Pointing and labeling records
---*---
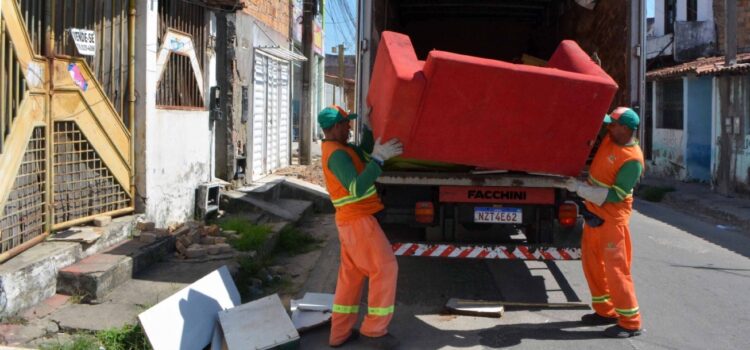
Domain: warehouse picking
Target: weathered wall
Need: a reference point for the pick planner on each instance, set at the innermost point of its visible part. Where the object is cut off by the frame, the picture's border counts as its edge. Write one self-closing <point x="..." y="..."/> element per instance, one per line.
<point x="273" y="13"/>
<point x="178" y="153"/>
<point x="698" y="123"/>
<point x="743" y="24"/>
<point x="694" y="40"/>
<point x="239" y="35"/>
<point x="668" y="154"/>
<point x="731" y="170"/>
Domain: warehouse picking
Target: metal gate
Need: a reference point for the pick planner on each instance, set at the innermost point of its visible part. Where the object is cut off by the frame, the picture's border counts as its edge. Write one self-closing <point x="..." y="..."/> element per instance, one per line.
<point x="271" y="138"/>
<point x="65" y="150"/>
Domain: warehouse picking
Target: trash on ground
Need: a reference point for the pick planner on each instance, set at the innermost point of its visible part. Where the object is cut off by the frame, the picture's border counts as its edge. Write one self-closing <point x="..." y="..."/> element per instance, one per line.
<point x="260" y="324"/>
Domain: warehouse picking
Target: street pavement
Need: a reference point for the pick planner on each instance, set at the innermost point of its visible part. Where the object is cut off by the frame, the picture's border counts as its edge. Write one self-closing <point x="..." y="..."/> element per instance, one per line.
<point x="692" y="278"/>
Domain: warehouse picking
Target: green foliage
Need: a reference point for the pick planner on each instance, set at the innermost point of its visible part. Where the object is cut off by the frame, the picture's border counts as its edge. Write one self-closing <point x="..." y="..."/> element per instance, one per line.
<point x="293" y="241"/>
<point x="80" y="342"/>
<point x="251" y="236"/>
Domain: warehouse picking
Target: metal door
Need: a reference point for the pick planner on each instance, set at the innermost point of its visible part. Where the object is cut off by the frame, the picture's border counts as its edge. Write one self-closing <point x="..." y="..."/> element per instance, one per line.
<point x="259" y="116"/>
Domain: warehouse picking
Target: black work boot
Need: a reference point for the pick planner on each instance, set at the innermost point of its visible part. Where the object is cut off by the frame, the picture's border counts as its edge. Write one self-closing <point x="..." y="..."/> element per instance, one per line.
<point x="386" y="342"/>
<point x="618" y="332"/>
<point x="349" y="339"/>
<point x="594" y="319"/>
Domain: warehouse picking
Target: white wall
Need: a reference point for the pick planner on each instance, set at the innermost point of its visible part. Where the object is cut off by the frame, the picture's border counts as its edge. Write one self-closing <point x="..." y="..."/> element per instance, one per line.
<point x="178" y="161"/>
<point x="172" y="146"/>
<point x="706" y="10"/>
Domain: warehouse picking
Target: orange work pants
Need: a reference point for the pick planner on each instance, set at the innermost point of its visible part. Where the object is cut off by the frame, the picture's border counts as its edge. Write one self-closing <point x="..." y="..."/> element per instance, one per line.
<point x="365" y="253"/>
<point x="606" y="256"/>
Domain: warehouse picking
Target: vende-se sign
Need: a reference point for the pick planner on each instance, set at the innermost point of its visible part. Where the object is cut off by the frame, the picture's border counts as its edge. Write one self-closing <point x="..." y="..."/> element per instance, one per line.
<point x="85" y="41"/>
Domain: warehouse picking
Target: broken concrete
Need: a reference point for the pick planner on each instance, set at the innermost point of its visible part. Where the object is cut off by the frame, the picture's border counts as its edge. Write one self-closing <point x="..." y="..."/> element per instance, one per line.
<point x="102" y="221"/>
<point x="31" y="276"/>
<point x="299" y="189"/>
<point x="95" y="276"/>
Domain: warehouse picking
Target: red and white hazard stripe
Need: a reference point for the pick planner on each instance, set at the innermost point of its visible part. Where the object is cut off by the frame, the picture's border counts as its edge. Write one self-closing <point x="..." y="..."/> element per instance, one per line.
<point x="520" y="252"/>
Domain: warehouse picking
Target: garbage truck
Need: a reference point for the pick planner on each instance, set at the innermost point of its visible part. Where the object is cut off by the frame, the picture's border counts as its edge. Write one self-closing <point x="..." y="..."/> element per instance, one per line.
<point x="484" y="209"/>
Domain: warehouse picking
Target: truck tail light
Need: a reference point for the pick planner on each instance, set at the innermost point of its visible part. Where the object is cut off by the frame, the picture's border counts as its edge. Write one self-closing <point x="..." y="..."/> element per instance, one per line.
<point x="424" y="212"/>
<point x="567" y="214"/>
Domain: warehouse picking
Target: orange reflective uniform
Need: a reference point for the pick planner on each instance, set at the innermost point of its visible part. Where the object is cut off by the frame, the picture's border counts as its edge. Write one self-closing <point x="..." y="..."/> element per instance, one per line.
<point x="606" y="250"/>
<point x="365" y="253"/>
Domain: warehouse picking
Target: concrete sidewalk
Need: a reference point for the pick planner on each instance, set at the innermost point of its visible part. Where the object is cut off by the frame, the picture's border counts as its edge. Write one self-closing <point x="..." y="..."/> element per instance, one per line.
<point x="697" y="199"/>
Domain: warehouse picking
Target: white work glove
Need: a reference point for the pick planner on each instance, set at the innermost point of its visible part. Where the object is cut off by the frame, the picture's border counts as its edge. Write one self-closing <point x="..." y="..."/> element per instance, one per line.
<point x="594" y="194"/>
<point x="572" y="184"/>
<point x="365" y="119"/>
<point x="385" y="151"/>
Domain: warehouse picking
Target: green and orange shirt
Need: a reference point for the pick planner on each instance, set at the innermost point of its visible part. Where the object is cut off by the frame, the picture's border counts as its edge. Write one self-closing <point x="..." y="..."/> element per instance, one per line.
<point x="617" y="168"/>
<point x="350" y="175"/>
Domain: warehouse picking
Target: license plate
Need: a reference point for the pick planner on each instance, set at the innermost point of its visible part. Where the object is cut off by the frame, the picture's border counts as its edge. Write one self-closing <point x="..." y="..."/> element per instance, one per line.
<point x="498" y="215"/>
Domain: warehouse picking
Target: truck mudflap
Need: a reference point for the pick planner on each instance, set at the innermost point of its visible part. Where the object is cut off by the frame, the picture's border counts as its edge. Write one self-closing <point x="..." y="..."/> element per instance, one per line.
<point x="510" y="252"/>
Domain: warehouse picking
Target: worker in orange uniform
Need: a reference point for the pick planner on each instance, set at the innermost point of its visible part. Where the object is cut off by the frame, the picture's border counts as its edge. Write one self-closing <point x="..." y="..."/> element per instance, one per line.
<point x="350" y="172"/>
<point x="606" y="249"/>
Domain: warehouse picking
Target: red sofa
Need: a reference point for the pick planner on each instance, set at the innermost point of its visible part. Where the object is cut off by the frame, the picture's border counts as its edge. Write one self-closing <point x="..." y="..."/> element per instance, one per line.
<point x="487" y="113"/>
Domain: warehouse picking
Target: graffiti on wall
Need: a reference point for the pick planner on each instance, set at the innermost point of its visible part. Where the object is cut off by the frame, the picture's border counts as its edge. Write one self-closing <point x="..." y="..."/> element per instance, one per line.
<point x="668" y="154"/>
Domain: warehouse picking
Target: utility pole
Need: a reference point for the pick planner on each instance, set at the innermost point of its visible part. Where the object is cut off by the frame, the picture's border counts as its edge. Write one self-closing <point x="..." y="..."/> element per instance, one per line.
<point x="305" y="122"/>
<point x="341" y="76"/>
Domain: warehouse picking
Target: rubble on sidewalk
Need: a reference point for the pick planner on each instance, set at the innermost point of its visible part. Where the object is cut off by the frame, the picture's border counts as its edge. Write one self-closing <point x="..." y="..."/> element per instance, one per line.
<point x="195" y="241"/>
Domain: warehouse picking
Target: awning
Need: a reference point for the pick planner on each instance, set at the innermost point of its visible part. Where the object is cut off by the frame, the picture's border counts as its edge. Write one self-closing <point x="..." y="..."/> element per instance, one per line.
<point x="281" y="53"/>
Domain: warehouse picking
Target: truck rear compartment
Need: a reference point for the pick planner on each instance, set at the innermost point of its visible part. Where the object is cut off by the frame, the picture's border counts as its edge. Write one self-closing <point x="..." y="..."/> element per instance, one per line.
<point x="516" y="31"/>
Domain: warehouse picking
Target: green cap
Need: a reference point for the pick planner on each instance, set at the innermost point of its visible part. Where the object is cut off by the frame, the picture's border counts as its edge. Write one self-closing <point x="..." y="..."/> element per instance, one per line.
<point x="624" y="116"/>
<point x="329" y="116"/>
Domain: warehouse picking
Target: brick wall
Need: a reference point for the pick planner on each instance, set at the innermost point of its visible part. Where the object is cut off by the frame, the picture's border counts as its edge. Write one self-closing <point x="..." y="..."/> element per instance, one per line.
<point x="273" y="13"/>
<point x="743" y="24"/>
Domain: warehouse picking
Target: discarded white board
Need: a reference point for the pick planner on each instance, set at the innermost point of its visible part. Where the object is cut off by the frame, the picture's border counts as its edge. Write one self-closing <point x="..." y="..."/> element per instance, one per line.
<point x="475" y="308"/>
<point x="186" y="320"/>
<point x="306" y="320"/>
<point x="80" y="235"/>
<point x="316" y="302"/>
<point x="260" y="324"/>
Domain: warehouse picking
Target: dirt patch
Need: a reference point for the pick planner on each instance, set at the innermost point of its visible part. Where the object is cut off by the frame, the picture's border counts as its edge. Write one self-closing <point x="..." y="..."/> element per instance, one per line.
<point x="312" y="173"/>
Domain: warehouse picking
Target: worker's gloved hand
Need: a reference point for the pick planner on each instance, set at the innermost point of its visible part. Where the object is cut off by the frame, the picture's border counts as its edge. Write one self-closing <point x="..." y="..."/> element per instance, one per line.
<point x="594" y="194"/>
<point x="365" y="119"/>
<point x="384" y="151"/>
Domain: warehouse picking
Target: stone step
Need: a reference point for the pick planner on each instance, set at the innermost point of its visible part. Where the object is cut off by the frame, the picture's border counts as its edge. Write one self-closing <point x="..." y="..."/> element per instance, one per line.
<point x="292" y="210"/>
<point x="95" y="276"/>
<point x="31" y="277"/>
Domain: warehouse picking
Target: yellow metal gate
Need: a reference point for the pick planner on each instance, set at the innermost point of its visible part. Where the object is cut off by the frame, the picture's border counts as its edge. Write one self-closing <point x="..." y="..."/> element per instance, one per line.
<point x="65" y="149"/>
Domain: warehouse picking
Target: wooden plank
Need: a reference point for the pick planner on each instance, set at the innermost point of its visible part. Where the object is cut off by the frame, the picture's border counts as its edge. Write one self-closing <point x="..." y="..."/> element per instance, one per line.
<point x="3" y="82"/>
<point x="187" y="319"/>
<point x="97" y="101"/>
<point x="69" y="106"/>
<point x="30" y="115"/>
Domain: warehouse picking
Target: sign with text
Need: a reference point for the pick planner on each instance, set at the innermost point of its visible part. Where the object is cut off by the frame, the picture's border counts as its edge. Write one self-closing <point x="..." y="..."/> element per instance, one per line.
<point x="85" y="41"/>
<point x="478" y="194"/>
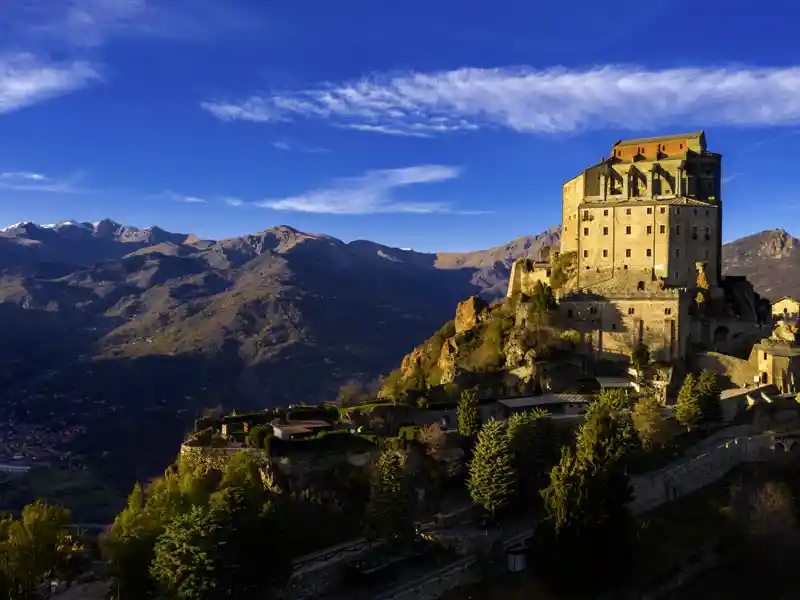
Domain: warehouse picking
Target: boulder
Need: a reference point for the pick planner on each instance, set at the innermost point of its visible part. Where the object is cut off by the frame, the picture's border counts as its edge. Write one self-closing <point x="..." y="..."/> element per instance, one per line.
<point x="469" y="313"/>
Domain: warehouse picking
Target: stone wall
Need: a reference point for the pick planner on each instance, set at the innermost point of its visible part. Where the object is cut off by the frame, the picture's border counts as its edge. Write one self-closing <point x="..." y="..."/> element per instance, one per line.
<point x="679" y="479"/>
<point x="436" y="584"/>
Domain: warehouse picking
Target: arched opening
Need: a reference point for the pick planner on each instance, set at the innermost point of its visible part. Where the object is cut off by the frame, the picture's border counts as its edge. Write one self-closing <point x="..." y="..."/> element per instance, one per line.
<point x="721" y="334"/>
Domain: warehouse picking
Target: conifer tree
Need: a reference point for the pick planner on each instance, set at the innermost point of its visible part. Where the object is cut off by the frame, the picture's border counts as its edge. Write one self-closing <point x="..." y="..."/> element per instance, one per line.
<point x="687" y="409"/>
<point x="709" y="398"/>
<point x="492" y="477"/>
<point x="388" y="513"/>
<point x="469" y="420"/>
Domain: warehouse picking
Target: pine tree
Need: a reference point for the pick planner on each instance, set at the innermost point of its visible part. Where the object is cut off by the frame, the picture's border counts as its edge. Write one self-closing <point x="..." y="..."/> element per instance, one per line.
<point x="469" y="420"/>
<point x="492" y="477"/>
<point x="531" y="437"/>
<point x="687" y="408"/>
<point x="649" y="422"/>
<point x="709" y="398"/>
<point x="388" y="513"/>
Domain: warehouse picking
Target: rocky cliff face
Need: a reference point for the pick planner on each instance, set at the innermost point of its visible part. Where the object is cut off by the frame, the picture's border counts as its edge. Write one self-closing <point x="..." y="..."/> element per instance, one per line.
<point x="770" y="260"/>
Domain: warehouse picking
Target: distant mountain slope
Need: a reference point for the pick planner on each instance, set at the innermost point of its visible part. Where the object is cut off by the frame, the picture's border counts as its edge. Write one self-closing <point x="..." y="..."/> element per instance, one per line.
<point x="770" y="260"/>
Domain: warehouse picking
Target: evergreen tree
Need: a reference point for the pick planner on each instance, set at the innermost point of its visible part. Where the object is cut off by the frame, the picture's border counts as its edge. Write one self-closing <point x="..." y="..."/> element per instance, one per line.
<point x="709" y="398"/>
<point x="469" y="418"/>
<point x="649" y="422"/>
<point x="226" y="549"/>
<point x="640" y="357"/>
<point x="532" y="443"/>
<point x="389" y="511"/>
<point x="687" y="409"/>
<point x="588" y="520"/>
<point x="492" y="477"/>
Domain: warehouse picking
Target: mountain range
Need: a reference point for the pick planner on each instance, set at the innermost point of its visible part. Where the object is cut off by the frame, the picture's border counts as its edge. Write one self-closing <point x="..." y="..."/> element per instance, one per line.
<point x="127" y="333"/>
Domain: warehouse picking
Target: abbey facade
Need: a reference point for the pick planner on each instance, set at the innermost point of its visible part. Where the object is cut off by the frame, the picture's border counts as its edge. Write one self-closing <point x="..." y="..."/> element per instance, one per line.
<point x="640" y="258"/>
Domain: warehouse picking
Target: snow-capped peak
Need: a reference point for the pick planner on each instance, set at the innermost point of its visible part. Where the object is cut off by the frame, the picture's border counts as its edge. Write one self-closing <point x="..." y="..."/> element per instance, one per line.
<point x="18" y="225"/>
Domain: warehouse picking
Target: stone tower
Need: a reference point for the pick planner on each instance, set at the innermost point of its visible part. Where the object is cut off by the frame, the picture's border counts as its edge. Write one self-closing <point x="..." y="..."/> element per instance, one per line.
<point x="641" y="219"/>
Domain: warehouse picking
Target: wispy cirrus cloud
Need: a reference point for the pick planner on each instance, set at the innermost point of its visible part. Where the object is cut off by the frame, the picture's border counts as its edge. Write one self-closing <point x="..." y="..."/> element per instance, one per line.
<point x="297" y="147"/>
<point x="27" y="80"/>
<point x="91" y="23"/>
<point x="372" y="192"/>
<point x="528" y="100"/>
<point x="30" y="181"/>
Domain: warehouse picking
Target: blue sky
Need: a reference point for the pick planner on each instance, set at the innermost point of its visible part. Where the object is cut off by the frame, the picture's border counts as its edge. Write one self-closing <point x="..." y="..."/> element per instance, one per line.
<point x="436" y="125"/>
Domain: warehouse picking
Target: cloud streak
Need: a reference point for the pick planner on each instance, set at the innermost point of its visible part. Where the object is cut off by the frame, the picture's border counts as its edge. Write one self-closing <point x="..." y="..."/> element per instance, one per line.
<point x="370" y="193"/>
<point x="534" y="101"/>
<point x="29" y="181"/>
<point x="26" y="80"/>
<point x="296" y="147"/>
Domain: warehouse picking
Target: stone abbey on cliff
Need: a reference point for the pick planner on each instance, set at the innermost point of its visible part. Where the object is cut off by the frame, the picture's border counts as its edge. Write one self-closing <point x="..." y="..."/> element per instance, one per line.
<point x="641" y="255"/>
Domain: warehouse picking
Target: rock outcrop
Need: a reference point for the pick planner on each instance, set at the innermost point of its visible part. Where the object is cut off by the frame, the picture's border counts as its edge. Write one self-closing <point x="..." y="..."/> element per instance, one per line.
<point x="469" y="313"/>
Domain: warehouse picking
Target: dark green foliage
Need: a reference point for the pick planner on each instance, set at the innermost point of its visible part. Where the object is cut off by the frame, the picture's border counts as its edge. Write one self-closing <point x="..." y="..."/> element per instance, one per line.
<point x="542" y="300"/>
<point x="709" y="398"/>
<point x="562" y="269"/>
<point x="388" y="514"/>
<point x="469" y="419"/>
<point x="640" y="357"/>
<point x="225" y="549"/>
<point x="533" y="447"/>
<point x="588" y="522"/>
<point x="34" y="549"/>
<point x="688" y="411"/>
<point x="492" y="476"/>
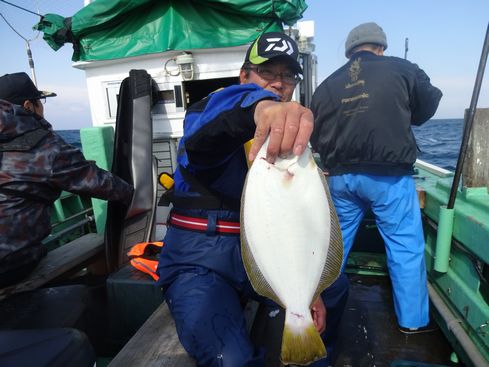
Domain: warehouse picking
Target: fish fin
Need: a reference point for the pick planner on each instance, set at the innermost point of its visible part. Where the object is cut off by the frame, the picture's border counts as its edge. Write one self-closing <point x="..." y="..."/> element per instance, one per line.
---*---
> **WHAT IS ASKED**: Which lines of the records contain the word "white"? Pick out and copy each such line, treating case as significant.

> **SOLUTION TO THIS PROBLEM**:
Target: white wall
Target: red and white hazard stripe
Target: white work glove
Target: discarded white board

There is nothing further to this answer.